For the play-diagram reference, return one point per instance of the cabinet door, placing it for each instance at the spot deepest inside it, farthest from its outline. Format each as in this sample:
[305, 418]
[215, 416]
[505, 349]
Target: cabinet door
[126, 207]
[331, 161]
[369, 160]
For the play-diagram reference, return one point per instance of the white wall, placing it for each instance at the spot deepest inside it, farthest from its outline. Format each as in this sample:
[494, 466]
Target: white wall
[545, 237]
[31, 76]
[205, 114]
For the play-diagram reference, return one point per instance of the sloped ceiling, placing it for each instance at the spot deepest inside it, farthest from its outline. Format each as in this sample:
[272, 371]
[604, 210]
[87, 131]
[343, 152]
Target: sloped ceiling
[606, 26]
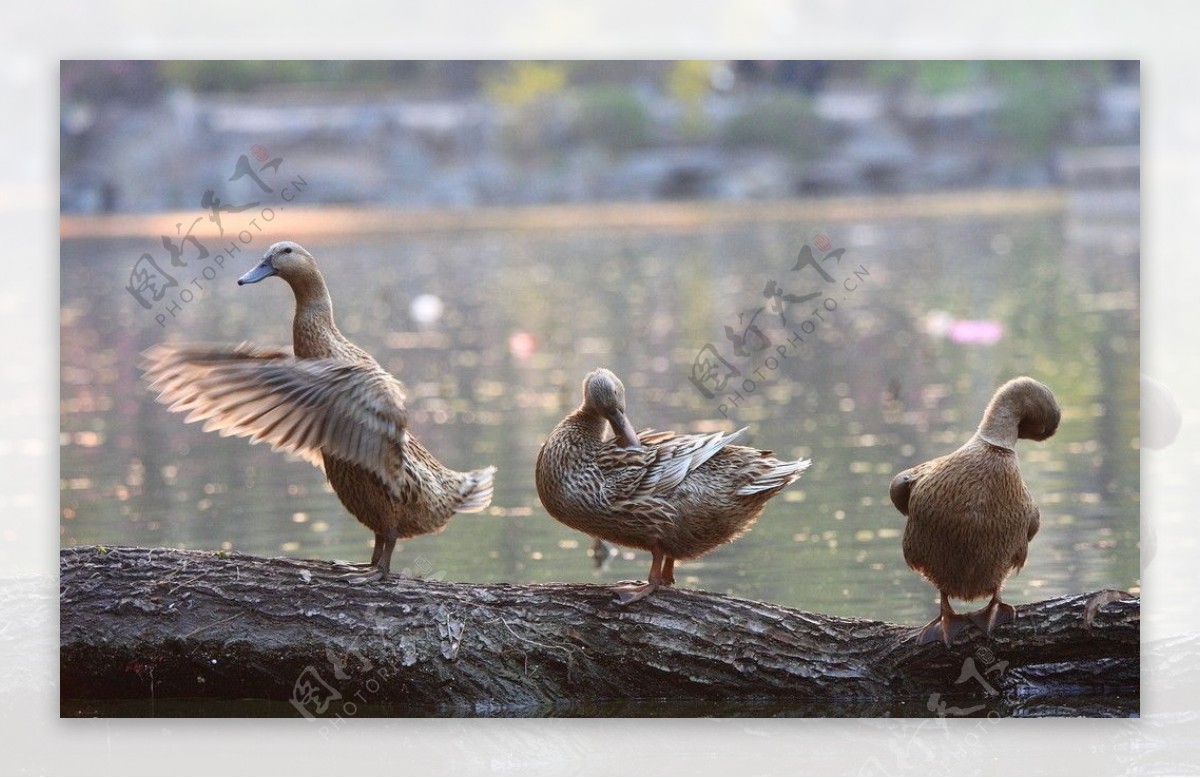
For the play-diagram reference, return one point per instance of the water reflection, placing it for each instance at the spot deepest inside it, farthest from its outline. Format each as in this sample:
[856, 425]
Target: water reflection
[520, 318]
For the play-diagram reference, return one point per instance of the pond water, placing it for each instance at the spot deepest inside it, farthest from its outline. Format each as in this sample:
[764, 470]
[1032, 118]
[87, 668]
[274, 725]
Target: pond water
[889, 364]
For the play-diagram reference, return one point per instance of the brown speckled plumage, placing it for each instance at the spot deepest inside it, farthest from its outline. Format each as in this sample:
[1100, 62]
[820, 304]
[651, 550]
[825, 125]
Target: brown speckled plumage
[329, 402]
[970, 514]
[677, 496]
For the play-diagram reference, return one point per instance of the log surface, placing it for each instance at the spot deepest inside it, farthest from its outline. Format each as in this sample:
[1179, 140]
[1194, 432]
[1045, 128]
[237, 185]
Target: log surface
[160, 623]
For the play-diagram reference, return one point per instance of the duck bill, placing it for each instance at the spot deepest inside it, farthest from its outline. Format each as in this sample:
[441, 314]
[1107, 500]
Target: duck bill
[624, 431]
[262, 270]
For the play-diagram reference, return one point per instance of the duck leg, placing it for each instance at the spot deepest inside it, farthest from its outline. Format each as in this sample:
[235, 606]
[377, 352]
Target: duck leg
[381, 558]
[946, 627]
[375, 557]
[634, 593]
[993, 615]
[669, 570]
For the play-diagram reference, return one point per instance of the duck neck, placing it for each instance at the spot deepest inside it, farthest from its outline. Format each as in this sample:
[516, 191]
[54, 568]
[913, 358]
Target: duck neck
[313, 333]
[1000, 424]
[591, 425]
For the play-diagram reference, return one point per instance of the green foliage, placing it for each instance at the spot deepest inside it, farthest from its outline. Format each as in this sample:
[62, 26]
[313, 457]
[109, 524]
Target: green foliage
[688, 82]
[240, 75]
[1041, 99]
[781, 121]
[613, 117]
[522, 84]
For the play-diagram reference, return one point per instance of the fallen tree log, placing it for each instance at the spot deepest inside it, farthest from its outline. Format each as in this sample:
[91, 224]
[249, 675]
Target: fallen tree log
[157, 623]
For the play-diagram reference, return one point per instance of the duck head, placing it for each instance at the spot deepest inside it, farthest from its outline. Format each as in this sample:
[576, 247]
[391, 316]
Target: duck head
[604, 395]
[1021, 408]
[286, 259]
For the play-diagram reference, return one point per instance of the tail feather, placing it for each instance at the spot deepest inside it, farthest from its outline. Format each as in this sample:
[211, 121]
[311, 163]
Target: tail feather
[778, 477]
[478, 490]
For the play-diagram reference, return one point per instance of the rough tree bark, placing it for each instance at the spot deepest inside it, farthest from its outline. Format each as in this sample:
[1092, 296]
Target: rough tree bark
[141, 623]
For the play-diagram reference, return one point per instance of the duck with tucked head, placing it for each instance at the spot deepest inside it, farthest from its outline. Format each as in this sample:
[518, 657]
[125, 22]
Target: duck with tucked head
[677, 496]
[328, 401]
[970, 514]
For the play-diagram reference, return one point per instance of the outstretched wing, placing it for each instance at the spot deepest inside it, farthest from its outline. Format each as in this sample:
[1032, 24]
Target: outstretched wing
[348, 410]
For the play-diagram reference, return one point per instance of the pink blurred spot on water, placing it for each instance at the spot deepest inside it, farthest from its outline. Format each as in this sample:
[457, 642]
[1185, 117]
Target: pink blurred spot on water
[522, 345]
[982, 331]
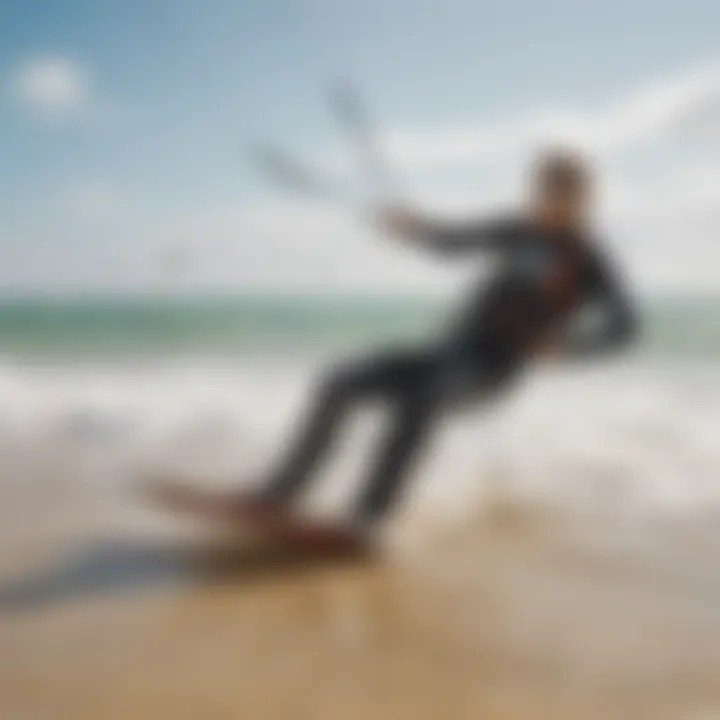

══════════════════════════════

AIM OF THE TASK:
Rewrite every line of the records above as a numbered list, leaving out blank lines and the pictures.

FULL RESPONSE:
1. For the play-diagram reference, return one point per instance of the cabinet door, placing it for each instance at the spot deepest inside it, farthest from its outline. Format each as in this sample:
2. [305, 418]
3. [215, 416]
4. [505, 349]
5. Target: cabinet door
6. [126, 207]
7. [331, 161]
8. [369, 160]
9. For the play-diagram reference, return one point per instance of the white wall, placing it for each instance at the spot deepest inside it, farthest from its outline. Format each as in this sample:
10. [494, 466]
11. Target: white wall
12. [545, 237]
13. [31, 76]
14. [205, 114]
15. For the play-diagram reference, return one point per instance of the sloped ceiling, placing it for each instance at the spot deepest inside it, farthest from its outline. Format each as in this sample:
16. [272, 371]
17. [604, 210]
18. [87, 131]
19. [343, 152]
20. Target: sloped ceiling
21. [606, 26]
22. For the play-diagram reference, return one point per instance of the water reflection, placing it for each instance at the spot deepest inside it, farthest from its outline. Format each as in this sample:
23. [856, 425]
24. Target: water reflection
25. [520, 318]
26. For the play-diagram reference, return one point per instance of the pond water, placing it for each instance at the spot deepest inside it, farthest from its outline. Format each as in this sample:
27. [764, 470]
28. [1032, 118]
29. [87, 668]
30. [274, 725]
31. Target: pond water
32. [889, 364]
33. For the play-diagram reference, return one point per instance of the brown speckled plumage, placing it for each instance at the spot deepest inside it, farthest from its outline. Format each as in this sample:
34. [1100, 62]
35. [820, 304]
36. [651, 550]
37. [825, 125]
38. Target: brown speckled plumage
39. [329, 402]
40. [970, 514]
41. [677, 496]
42. For the play-diagram reference, return one point per instance of the log surface, placing it for each instance at the spot deepest inside it, farthest from its outline. Format each as in this sample:
43. [1179, 140]
44. [1194, 432]
45. [1045, 128]
46. [237, 185]
47. Target: log surface
48. [160, 623]
49. For the play-diagram reference, return one point per instance of the duck bill, placing it for each instance at the spot deepest inside it, farthest from its outline. Format each as in this sample:
50. [441, 314]
51. [1107, 500]
52. Target: duck bill
53. [624, 431]
54. [262, 270]
55. For the play-diagram reference, return one point per instance of the duck leg, placing it for each instance at the spot deepest inside it, farthest from its outline. Format each as in this sample:
56. [235, 606]
57. [377, 352]
58. Target: duck leg
59. [381, 558]
60. [946, 627]
61. [375, 557]
62. [634, 593]
63. [993, 615]
64. [669, 570]
65. For the play-diagram reference, return one point per instance of the duck neck, placing it for each instance at the spot deepest inside it, farthest from its outline. Format each as in this sample:
66. [516, 191]
67. [54, 568]
68. [913, 358]
69. Target: duck neck
70. [313, 333]
71. [1000, 424]
72. [591, 425]
73. For the play-diagram reference, return one point per instance of the green foliage, placing it for each instance at the spot deepest inside it, farthest from its outline. Format each as in this sample:
74. [62, 26]
75. [313, 457]
76. [109, 524]
77. Target: green foliage
78. [688, 82]
79. [240, 75]
80. [1041, 99]
81. [781, 121]
82. [613, 117]
83. [522, 84]
84. For the play-diagram reference, return one point per instance of the fallen tree log, placing it for each instance at the spot deepest inside it, farthest from its outline. Format each as in this sample:
85. [91, 224]
86. [249, 675]
87. Target: fallen tree log
88. [157, 623]
89. For the play-diagram reference, return one point per instance of the duck head, placing it for each instance at the spot deepest inside it, farthest from its outline. Format each as in this sample:
90. [576, 247]
91. [391, 316]
92. Target: duck head
93. [604, 395]
94. [1021, 408]
95. [286, 259]
96. For the play-diagram reference, return one point per instance of the tail feather, placing it for each instance at the spot deepest inside it, farthest from its outline. Format each as in this sample:
97. [211, 121]
98. [311, 163]
99. Target: tail feather
100. [778, 477]
101. [478, 490]
102. For the play-diagram reference, return one point per instance of the rough tree bark, placing it for each instance at the spot deepest inside it, farthest from its outline. Format each as in this sample:
103. [1092, 296]
104. Target: rough tree bark
105. [141, 623]
106. For the play-diagram reference, return one point per instance of the duck with tucked head, placing it for each instance at the spot deepest inside it, farthest from its outline. Format each as in this sample:
107. [518, 657]
108. [125, 22]
109. Target: duck with tucked head
110. [677, 496]
111. [328, 401]
112. [970, 514]
113. For the play-diagram reference, return one point per instance of the outstretched wing, placing it for each instance at the spot deepest inside it, farthest from its outline. Format each as in this sample:
114. [1032, 24]
115. Target: outstretched wing
116. [348, 410]
117. For the play-diagram reference, return one point per instance of the pink blurred spot on water, placing it for each instance at the spot deepest inside it, farthest from its outline. Format each as in this sample:
118. [457, 642]
119. [1185, 117]
120. Target: pink blurred spot on water
121. [522, 345]
122. [982, 331]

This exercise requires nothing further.